## Passage to read
━━━━

Studio album by Carmen McRae
- Released: 1958
- Recorded: August 4, 6 and 8, 1958, New York City
- Genre: Jazz
- Length: 36:11
- Label: Decca DL 8815

Carmen McRae chronology
| Carmen for Cool Ones (1958) | Birds of a Feather (1958) | Porgy and Bess (1959) |

= Birds of a Feather (Carmen McRae album) =

Birds of a Feather is a 1958 album by Carmen McRae. The album was arranged by Ralph Burns, and features the saxophonist Ben Webster. All the songs on the album reference birds in some way.

==Reception==

John Bush reviewed the album for Allmusic and wrote that "Fortunately, there are plenty of good songs on the subject, and it's not so narrow that all the focus hinges on birds themselves." Bush praised Ben Webster's solo on "Bob White (Watcha Gonna Swing Tonight?)".
Webster's biographer, Frank Buchmann-Moller, wrote that his performances on the album alternate between "routine and inspired", and likened his work on "Flamingo" to the "beating wings of a landing bird".

Professional ratings
Review scores
| Source | Rating |
| Allmusic |  |
| The Penguin Guide to Jazz Recordings |  |

== Track listing ==
1. "Skylark" (Hoagy Carmichael, Johnny Mercer)
2. "Bob White (Watcha Gonna Swing Tonight?)" (Bernie Hanighen, Johnny Mercer)

━━━━

[Saved entries]
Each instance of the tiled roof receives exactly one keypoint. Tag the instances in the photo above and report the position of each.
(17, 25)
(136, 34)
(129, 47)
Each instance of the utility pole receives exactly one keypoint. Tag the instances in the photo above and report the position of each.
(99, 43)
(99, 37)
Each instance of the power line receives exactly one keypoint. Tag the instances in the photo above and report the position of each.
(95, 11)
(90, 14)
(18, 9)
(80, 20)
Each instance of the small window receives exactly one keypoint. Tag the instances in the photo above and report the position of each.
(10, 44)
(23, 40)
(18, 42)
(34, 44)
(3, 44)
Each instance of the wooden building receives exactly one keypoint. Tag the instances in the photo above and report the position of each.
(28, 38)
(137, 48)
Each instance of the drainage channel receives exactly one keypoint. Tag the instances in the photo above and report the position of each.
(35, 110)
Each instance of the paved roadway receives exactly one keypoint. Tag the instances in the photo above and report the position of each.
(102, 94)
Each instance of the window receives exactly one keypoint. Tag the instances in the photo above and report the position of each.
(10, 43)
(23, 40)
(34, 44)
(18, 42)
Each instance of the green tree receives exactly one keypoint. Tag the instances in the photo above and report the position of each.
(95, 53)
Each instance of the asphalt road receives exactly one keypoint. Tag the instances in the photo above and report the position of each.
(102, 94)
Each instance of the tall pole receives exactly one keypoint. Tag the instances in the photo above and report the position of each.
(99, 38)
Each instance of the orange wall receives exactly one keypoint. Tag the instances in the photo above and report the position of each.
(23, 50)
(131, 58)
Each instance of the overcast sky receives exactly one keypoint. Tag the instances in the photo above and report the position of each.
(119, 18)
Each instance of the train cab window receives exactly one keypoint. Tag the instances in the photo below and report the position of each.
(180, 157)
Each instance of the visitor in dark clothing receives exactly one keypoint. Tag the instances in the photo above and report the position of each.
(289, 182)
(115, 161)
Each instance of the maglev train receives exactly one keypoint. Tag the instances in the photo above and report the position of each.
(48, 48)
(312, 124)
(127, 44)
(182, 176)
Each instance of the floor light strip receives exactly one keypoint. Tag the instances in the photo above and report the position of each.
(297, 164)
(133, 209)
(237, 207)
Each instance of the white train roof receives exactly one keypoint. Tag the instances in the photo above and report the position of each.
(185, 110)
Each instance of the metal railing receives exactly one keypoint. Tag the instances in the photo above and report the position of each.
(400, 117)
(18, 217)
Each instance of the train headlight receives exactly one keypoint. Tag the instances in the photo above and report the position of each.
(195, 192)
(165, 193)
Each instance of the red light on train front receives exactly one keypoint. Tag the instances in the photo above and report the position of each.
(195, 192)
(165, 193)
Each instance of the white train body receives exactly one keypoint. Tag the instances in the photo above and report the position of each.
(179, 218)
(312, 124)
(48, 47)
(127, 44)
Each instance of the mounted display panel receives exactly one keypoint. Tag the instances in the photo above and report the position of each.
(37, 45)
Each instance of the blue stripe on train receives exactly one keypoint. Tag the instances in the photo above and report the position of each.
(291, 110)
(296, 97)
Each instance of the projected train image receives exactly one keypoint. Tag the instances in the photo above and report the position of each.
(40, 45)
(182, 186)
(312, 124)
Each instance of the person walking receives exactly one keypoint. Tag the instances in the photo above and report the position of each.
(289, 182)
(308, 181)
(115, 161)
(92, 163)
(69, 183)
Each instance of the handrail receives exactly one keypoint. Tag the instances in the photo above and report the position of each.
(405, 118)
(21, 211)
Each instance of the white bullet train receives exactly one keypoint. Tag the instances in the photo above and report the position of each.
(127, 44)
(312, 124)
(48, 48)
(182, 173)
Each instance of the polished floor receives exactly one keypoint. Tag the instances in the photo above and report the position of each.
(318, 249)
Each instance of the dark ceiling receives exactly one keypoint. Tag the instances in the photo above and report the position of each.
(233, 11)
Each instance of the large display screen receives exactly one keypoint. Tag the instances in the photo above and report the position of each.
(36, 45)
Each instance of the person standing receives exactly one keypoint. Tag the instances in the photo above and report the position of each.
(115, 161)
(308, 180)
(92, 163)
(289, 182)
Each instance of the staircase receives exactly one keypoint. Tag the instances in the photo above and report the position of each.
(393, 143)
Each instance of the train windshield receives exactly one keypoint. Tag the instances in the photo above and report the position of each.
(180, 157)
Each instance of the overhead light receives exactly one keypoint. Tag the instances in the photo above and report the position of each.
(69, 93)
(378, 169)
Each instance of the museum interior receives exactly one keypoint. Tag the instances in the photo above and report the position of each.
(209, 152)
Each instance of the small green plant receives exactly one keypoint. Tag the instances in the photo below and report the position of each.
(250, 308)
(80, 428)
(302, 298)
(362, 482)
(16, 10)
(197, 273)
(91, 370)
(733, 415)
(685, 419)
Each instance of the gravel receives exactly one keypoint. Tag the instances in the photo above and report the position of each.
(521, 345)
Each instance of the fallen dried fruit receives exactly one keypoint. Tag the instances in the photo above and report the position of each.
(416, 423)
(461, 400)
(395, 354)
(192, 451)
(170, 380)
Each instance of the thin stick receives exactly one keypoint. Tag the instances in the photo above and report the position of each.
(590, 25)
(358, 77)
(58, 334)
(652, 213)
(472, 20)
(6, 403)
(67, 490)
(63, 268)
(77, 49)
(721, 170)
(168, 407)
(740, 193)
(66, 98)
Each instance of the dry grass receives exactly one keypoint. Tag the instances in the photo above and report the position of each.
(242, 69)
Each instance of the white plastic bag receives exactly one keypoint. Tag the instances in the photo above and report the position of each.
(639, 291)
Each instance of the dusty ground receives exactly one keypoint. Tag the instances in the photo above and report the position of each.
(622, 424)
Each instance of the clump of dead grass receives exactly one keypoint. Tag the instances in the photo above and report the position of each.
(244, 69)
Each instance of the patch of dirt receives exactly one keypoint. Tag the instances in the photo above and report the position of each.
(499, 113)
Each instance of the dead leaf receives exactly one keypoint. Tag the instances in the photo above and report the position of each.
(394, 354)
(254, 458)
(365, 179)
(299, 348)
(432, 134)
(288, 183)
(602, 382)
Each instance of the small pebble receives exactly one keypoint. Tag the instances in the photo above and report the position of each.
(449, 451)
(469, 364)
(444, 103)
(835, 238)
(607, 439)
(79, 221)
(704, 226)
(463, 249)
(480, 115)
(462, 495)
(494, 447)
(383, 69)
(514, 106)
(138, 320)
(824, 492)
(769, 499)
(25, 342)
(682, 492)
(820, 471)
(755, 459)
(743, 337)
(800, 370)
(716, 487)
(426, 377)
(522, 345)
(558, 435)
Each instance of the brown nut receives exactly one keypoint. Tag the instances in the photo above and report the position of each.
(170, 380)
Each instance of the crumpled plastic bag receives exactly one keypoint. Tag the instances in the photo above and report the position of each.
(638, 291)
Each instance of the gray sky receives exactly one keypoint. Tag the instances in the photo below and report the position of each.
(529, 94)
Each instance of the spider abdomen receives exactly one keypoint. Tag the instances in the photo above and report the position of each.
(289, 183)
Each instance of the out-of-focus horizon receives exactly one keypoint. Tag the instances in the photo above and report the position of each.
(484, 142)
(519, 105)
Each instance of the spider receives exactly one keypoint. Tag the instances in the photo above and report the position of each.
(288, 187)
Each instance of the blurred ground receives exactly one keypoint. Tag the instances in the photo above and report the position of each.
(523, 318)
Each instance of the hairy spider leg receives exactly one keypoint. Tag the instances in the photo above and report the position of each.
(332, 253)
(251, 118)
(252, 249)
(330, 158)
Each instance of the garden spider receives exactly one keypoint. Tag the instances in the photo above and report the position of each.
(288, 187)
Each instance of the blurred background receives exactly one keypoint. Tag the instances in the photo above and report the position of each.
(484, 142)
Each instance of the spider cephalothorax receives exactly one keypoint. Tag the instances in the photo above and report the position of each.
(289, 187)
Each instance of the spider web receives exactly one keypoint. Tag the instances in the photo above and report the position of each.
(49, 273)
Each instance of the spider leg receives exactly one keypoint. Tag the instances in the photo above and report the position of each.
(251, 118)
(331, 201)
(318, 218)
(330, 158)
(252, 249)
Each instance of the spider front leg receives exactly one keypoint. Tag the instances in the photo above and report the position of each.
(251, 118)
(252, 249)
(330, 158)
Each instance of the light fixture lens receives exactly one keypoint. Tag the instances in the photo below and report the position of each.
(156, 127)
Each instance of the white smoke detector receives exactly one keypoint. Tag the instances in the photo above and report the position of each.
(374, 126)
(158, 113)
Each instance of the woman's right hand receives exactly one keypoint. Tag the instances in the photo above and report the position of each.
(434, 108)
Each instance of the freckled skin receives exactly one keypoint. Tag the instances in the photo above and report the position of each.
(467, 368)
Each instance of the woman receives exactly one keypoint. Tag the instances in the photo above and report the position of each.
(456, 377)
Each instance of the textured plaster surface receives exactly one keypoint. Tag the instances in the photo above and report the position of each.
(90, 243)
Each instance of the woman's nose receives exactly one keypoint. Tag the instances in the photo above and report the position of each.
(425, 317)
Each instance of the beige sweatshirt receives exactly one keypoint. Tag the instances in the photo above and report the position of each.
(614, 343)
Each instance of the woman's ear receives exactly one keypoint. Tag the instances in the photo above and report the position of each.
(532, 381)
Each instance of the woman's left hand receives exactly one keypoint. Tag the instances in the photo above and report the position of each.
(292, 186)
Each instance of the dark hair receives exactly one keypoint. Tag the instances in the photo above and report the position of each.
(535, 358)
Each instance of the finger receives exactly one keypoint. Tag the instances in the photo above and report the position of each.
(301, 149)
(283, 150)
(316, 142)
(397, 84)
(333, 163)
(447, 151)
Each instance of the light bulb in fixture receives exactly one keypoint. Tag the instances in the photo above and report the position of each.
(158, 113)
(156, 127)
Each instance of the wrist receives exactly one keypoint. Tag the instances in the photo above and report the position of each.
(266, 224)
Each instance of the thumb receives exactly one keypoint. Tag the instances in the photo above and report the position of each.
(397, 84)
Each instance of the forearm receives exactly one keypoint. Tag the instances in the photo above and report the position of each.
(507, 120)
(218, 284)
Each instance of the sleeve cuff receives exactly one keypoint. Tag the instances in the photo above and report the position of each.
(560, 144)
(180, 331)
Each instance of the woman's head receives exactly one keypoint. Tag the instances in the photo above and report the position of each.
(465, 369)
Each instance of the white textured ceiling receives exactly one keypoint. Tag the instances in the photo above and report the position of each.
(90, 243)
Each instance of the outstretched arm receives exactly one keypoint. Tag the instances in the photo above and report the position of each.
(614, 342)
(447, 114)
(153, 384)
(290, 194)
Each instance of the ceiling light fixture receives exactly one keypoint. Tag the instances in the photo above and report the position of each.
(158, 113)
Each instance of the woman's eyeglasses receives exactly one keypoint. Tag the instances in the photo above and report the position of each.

━━━━

## Assigned task
In the text on the album Birds of a Feather, start at the words "John Bush reviewed" and stop after "Hanighen, Johnny Mercer)". Write out that stretch word for word.

## Result of the task
John Bush reviewed the album for Allmusic and wrote that "Fortunately, there are plenty of good songs on the subject, and it's not so narrow that all the focus hinges on birds themselves." Bush praised Ben Webster's solo on "Bob White (Watcha Gonna Swing Tonight?)".
Webster's biographer, Frank Buchmann-Moller, wrote that his performances on the album alternate between "routine and inspired", and likened his work on "Flamingo" to the "beating wings of a landing bird".

Professional ratings
Review scores
| Source | Rating |
| Allmusic |  |
| The Penguin Guide to Jazz Recordings |  |

== Track listing ==
1. "Skylark" (Hoagy Carmichael, Johnny Mercer)
2. "Bob White (Watcha Gonna Swing Tonight?)" (Bernie Hanighen, Johnny Mercer)